Reading text:
This in turn was a signal for all the Ukrainian elements to come out of hiding, the so called police units were composed of the worst dregs of society, they contained murderers, arsonists, crooks, etc;. On the same day this unit along with local Ukrainians attacked the estate of a Polish Nobleman Pomorski, he was arrested, locked in a cell and then deported to Siberia. During this time the Ukrainian mob completely looted his property.

In the spring of 1940 the Soviets formed the first collective farms in the region. Some Poles and Ukrainians who didn't wish to become part of the collective were severely penalised. If no bribes could be produced to the Soviets then two options remained, one was to join the collective and the other was jail.

At this time the first seeds of OUN and UPA nationalism were introduced by Ukrainian agitators in certain Ukrainian villages within Wolyn.

I'm also forced to bring to attention the behaviour of the district's Jews. The Wolynian Jews, who in general had been better off than the Polish gentiles, showed their "gratitude" to the Poles. They (the Jews) enthusiastically welcomed and supported the occupying Soviet powers. They collaborated with the Russian Communists, and generally they themselves sowed the seeds of anti-semitysm in Wolyn.

Wlodzimierz Wolynski on 19/09/1939

In the evening of 19 September 1939 Soviets tanks entered Wlodzimierz Wolynski and after surrounding the Non Commissioned Reserve (Artillery) Officer school, demanded it's surrender. General Smorawinski sent two officers to the Soviet commander Bogumlow with a message that the surrender will take place only if the soldiers can get sent across the river Bog. The proposition was accepted and on it's basis the surrender was accepted. The act of surrender was signed by both sides, under it's agreement the whole garrison with it's equipment is supposed to in the morning of the 20/09/1939 cross the river.

On the 20/09/1939 the whole garrison in a column formation marched out towards Uscigi under the command of Gen, Smorawinski. But in the forest it was stopped and all were informed that due to "international changes all officers are to surrender their arms and as of this moment are classed as prisoners of war". Any forms of defense was futile, because the column was ringed with tanks and the enlisted men were without any arms. The column was turned in the direction of Luck. This was the first of the Soviet lies.

The unarmed Polish soldiers were herded at a very quick tempo towards Luck, the Soviets were assisted in this task by the local police compromised evenly from local Ukrainians and Jews.

German Invasion

June 22 1941, a new and terrible chapter begins for the inhabitants of the Wolyn District. The German Invasion of the Soviet Union has begun and almost immediately the barbaric treatment of the Polish populace begins. The Germans also promised Ukrainians a "Free Ukraine", this hollow promise is eagerly accepted by Stepan Bandera. The German commissioner for the Ukraine tries very hard to persuade the Ukrainians to collaborate with them, a large number of Ukrainians start to wear yellow armbands and spread anti-Polish placards and place posters on walls which say "Ukraine for Ukrainians"

Collected material:
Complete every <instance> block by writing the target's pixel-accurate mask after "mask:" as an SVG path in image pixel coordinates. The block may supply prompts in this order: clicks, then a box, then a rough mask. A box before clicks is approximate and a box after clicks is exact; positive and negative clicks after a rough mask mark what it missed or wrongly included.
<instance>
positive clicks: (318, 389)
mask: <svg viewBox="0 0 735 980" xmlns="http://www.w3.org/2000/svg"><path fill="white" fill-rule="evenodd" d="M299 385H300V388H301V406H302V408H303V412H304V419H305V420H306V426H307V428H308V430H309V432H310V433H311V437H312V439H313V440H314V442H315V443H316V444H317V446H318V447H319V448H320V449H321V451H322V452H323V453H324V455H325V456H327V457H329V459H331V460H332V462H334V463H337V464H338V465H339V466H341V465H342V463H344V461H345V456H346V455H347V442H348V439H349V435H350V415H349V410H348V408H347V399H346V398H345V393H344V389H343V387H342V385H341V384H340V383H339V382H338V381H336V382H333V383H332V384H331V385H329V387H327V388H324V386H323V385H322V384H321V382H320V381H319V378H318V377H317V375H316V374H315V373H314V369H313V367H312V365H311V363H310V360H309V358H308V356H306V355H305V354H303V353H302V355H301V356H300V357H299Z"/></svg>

Assignment:
In the account of the Wolyn District, toward what place did the garrison march out in column formation on 20/09/1939?

Task result:
Uscigi